• Work to do:
Everything in the listing except the pictures should be written out exactly.

-- START OF Provided data --

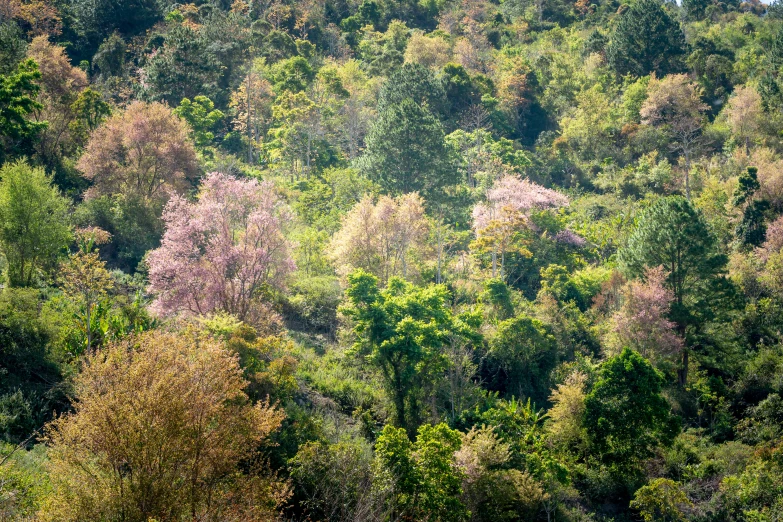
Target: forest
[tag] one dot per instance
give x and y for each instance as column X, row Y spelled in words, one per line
column 391, row 261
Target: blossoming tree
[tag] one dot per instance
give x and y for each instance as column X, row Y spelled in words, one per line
column 222, row 252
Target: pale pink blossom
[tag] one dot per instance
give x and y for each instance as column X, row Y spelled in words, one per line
column 642, row 323
column 518, row 195
column 221, row 252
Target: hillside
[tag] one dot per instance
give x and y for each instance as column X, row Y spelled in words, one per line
column 391, row 260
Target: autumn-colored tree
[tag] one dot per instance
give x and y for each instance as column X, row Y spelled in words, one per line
column 222, row 252
column 144, row 152
column 159, row 429
column 642, row 322
column 61, row 84
column 744, row 114
column 428, row 51
column 387, row 238
column 674, row 104
column 38, row 17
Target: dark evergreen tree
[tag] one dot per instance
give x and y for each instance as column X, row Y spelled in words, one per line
column 646, row 39
column 406, row 151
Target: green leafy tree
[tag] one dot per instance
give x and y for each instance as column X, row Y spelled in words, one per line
column 425, row 480
column 662, row 500
column 521, row 356
column 202, row 117
column 418, row 83
column 18, row 92
column 29, row 376
column 402, row 330
column 673, row 234
column 406, row 151
column 751, row 230
column 626, row 416
column 646, row 39
column 34, row 222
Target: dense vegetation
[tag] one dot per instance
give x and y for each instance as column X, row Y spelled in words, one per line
column 391, row 260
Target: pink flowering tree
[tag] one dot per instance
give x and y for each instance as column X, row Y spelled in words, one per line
column 500, row 222
column 517, row 195
column 221, row 252
column 642, row 323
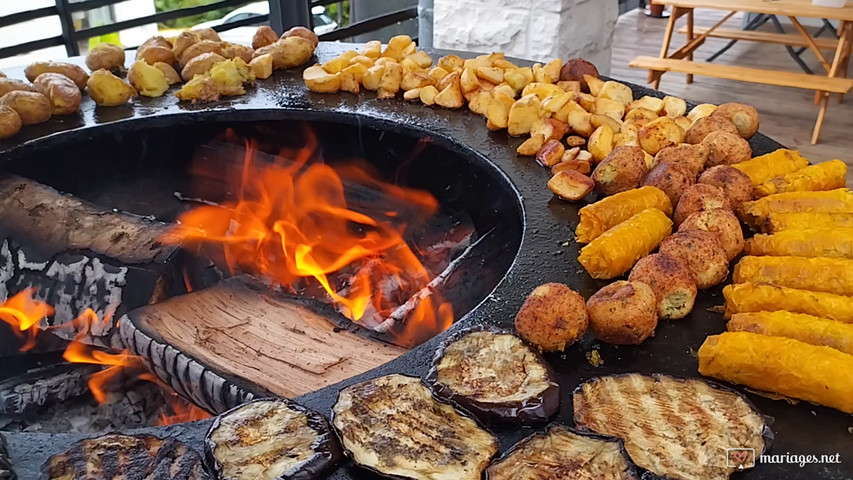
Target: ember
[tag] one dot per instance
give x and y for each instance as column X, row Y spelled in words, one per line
column 291, row 221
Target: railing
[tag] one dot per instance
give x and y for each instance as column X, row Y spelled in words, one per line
column 283, row 14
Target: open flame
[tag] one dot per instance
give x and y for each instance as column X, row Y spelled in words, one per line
column 291, row 222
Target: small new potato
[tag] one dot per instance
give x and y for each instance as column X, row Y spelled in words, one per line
column 10, row 122
column 697, row 198
column 623, row 313
column 553, row 317
column 61, row 91
column 32, row 107
column 105, row 56
column 723, row 224
column 736, row 184
column 670, row 280
column 622, row 170
column 108, row 90
column 74, row 72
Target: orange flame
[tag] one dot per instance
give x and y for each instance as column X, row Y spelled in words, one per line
column 23, row 312
column 291, row 221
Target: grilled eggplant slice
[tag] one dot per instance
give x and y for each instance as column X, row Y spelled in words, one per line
column 496, row 376
column 393, row 426
column 562, row 453
column 271, row 439
column 118, row 457
column 674, row 428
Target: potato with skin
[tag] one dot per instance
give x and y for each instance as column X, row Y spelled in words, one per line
column 701, row 252
column 622, row 170
column 671, row 178
column 703, row 127
column 553, row 317
column 670, row 280
column 108, row 90
column 10, row 122
column 32, row 107
column 61, row 91
column 744, row 117
column 74, row 72
column 726, row 149
column 697, row 198
column 105, row 56
column 623, row 313
column 735, row 184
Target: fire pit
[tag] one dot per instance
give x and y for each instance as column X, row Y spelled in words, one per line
column 135, row 158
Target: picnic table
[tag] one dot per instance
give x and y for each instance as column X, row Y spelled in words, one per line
column 681, row 60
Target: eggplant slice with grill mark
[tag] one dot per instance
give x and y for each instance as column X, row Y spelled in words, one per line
column 393, row 426
column 675, row 428
column 271, row 439
column 125, row 457
column 562, row 453
column 496, row 376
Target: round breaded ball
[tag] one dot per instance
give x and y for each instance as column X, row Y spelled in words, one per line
column 723, row 224
column 622, row 170
column 671, row 280
column 553, row 317
column 726, row 148
column 735, row 184
column 672, row 179
column 623, row 313
column 701, row 252
column 691, row 157
column 744, row 117
column 697, row 198
column 703, row 127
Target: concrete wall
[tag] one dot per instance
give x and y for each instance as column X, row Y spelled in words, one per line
column 533, row 29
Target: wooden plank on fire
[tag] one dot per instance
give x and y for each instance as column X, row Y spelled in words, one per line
column 240, row 328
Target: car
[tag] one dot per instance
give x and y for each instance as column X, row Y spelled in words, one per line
column 323, row 23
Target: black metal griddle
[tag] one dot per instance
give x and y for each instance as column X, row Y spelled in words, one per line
column 547, row 254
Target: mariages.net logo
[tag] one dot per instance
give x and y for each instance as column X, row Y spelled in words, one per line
column 742, row 458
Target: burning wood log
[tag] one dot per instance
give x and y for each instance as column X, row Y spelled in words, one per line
column 190, row 340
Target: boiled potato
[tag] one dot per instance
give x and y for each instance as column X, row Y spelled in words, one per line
column 32, row 107
column 147, row 80
column 106, row 56
column 107, row 90
column 61, row 91
column 74, row 72
column 10, row 122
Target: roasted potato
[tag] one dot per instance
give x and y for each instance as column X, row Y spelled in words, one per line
column 11, row 85
column 61, row 91
column 691, row 157
column 671, row 178
column 303, row 33
column 74, row 72
column 701, row 252
column 553, row 317
column 736, row 184
column 660, row 133
column 108, row 90
column 32, row 107
column 723, row 224
column 147, row 80
column 726, row 148
column 200, row 64
column 622, row 170
column 702, row 127
column 107, row 56
column 10, row 122
column 264, row 36
column 670, row 280
column 697, row 198
column 744, row 117
column 623, row 313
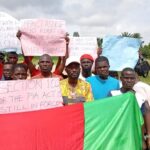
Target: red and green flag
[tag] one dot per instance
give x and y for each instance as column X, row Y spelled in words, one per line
column 110, row 124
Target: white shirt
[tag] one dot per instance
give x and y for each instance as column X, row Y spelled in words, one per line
column 143, row 89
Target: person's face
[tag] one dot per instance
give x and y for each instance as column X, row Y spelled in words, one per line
column 12, row 58
column 45, row 64
column 20, row 74
column 7, row 71
column 73, row 70
column 128, row 79
column 102, row 69
column 86, row 64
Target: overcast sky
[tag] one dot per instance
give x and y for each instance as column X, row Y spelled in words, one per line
column 88, row 17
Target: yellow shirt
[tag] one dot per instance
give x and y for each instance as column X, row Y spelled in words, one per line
column 82, row 89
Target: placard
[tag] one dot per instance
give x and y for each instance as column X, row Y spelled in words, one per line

-- END OF Provided data --

• Result for this task:
Target: forest
[tag] one dot per instance
give x and y for each instance as column X, row Y spelled in words, one per line
column 391, row 261
Target: blossoming tree
[tag] one dot per instance
give x and y for each instance as column X, row Y spelled in words, one per line
column 222, row 252
Target: pale pink blossom
[tag] one dot per instance
give x and y for each instance as column X, row Y spelled in words, one per line
column 642, row 323
column 518, row 195
column 221, row 252
Target: hillside
[tag] one dot per instance
give x and y for each instance as column X, row Y spelled in words, one per line
column 391, row 260
Target: autumn-colored tree
[tag] one dot per instance
give x and y for each instance as column X, row Y spelled in words, one per line
column 222, row 252
column 144, row 152
column 159, row 429
column 642, row 322
column 61, row 84
column 744, row 114
column 428, row 51
column 387, row 238
column 674, row 104
column 38, row 17
Target: dark evergreen tree
[tag] one dot per instance
give x and y for each instance as column X, row Y spelled in words, one per line
column 646, row 39
column 406, row 151
Target: green leafy tree
[tag] one dot per instance
give x and y for each instance as column X, row Y spelled in words, one per line
column 425, row 480
column 662, row 500
column 521, row 356
column 202, row 117
column 418, row 83
column 18, row 92
column 29, row 376
column 402, row 330
column 673, row 234
column 406, row 151
column 751, row 230
column 626, row 416
column 646, row 39
column 34, row 222
Target: dense vegetation
[tag] one dot per instance
give x and y for each instance as column X, row Y spelled in words, one per line
column 391, row 260
Target: pink flowering tree
[tag] one dot per instance
give x and y for each instance as column X, row Y spelled in words, one per line
column 500, row 222
column 517, row 195
column 221, row 252
column 642, row 323
Target: ember
[tag] one dot per instance
give x and y for each instance as column X, row Y spelled in words, one per line
column 291, row 221
Target: railing
[tag] one dot per instance
give x and y for each instance as column X, row Y spelled in words, one per line
column 283, row 14
Target: open flame
[tag] one dot per instance
give x and y for each instance as column X, row Y spelled in words, one per line
column 291, row 222
Target: small new potato
[tag] one dot per instance
give x and y for each instance as column X, row Y spelled in words, one per line
column 10, row 122
column 697, row 198
column 623, row 313
column 553, row 317
column 61, row 91
column 32, row 107
column 105, row 56
column 723, row 224
column 736, row 184
column 670, row 280
column 622, row 170
column 108, row 90
column 74, row 72
Target: orange flame
[tag] one dot per instance
give x and y for each instance as column X, row Y spelled in words, one per line
column 23, row 312
column 291, row 221
Target: grilled eggplant slice
[tag] one dot per instance
give x and y for each instance as column X, row Y spelled in words, one per line
column 496, row 376
column 393, row 426
column 562, row 453
column 271, row 439
column 118, row 457
column 674, row 428
Target: potato with skin
[tag] one dot per instance
give x and y for each instance as column X, row Y spelled in words, one per line
column 701, row 252
column 622, row 170
column 671, row 178
column 703, row 127
column 553, row 317
column 670, row 280
column 108, row 90
column 10, row 122
column 32, row 107
column 61, row 91
column 744, row 117
column 74, row 72
column 726, row 149
column 697, row 198
column 105, row 56
column 623, row 313
column 735, row 184
Target: fire pit
[tag] one dot per instance
give x and y for each instance as column X, row Y spelled in words, one per line
column 135, row 158
Target: picnic table
[tag] one dot per instance
give x and y for each instance as column X, row Y spelled in words, one per line
column 681, row 60
Target: eggplant slice with grill mark
[tag] one dot per instance
give x and y for each instance as column X, row Y spelled in words, one per line
column 393, row 426
column 675, row 428
column 271, row 439
column 125, row 457
column 562, row 453
column 496, row 376
Target: round breaded ball
[tag] one dot per instance
give x and y for each instance as column X, row Y spelled in words, one per line
column 723, row 224
column 622, row 170
column 671, row 280
column 553, row 317
column 726, row 148
column 735, row 184
column 672, row 179
column 623, row 313
column 701, row 252
column 691, row 157
column 744, row 117
column 697, row 198
column 703, row 127
Target: concrete wall
[tag] one dot per instance
give x and y for each instance as column X, row Y spelled in words, one per line
column 533, row 29
Target: wooden plank on fire
[tag] one dot per instance
give x and y for each instance as column X, row Y spelled in words, one per line
column 240, row 328
Target: car
[tag] one dot per instance
give x and y for each instance as column X, row Y spelled in words, one per line
column 323, row 23
Target: black metal griddle
[tag] one dot per instance
give x and y for each instance as column X, row Y spelled in words, one per line
column 547, row 254
Target: mariages.net logo
[tag] one dot per instance
give x and y for each instance as column X, row Y spelled in words, one per line
column 742, row 458
Target: burning wood log
[tag] one dot per instance
give x and y for each instance as column X, row Y spelled in words, one per line
column 190, row 340
Target: boiled potato
[tag] one dot per instance
give x and y for each instance as column X, row Y spelled in words, one per line
column 32, row 107
column 147, row 80
column 106, row 56
column 107, row 90
column 61, row 91
column 74, row 72
column 10, row 122
Target: roasted potato
[tag] one dot per instance
give x and y for each instance as column X, row Y spelled in words, one per line
column 11, row 85
column 61, row 91
column 691, row 157
column 671, row 178
column 303, row 33
column 74, row 72
column 701, row 252
column 553, row 317
column 736, row 184
column 660, row 133
column 108, row 90
column 32, row 107
column 723, row 224
column 147, row 80
column 726, row 148
column 200, row 64
column 622, row 170
column 702, row 127
column 107, row 56
column 10, row 122
column 264, row 36
column 670, row 280
column 697, row 198
column 744, row 117
column 623, row 313
Target: red and green flag
[tag] one dot per instance
give x and y for each instance as column X, row Y spelled in words, one per line
column 110, row 124
Target: white shirt
[tag] one dot per instance
give x and y for each instance as column X, row Y spelled in words, one per line
column 143, row 89
Target: person's face
[tag] one dot per instance
give x and y for each instance as column X, row Y spelled in words, one per line
column 12, row 58
column 45, row 64
column 20, row 74
column 7, row 71
column 73, row 70
column 128, row 79
column 102, row 69
column 86, row 64
Target: overcast sky
[tag] one dot per instance
give x and y for each instance as column X, row Y spelled in words, one per line
column 88, row 17
Target: yellow shirt
[tag] one dot per instance
give x and y for each instance as column X, row Y spelled in words, one per line
column 82, row 89
Target: placard
[tag] one dot per instance
give x and y for each instance as column X, row Y spelled in words, one per line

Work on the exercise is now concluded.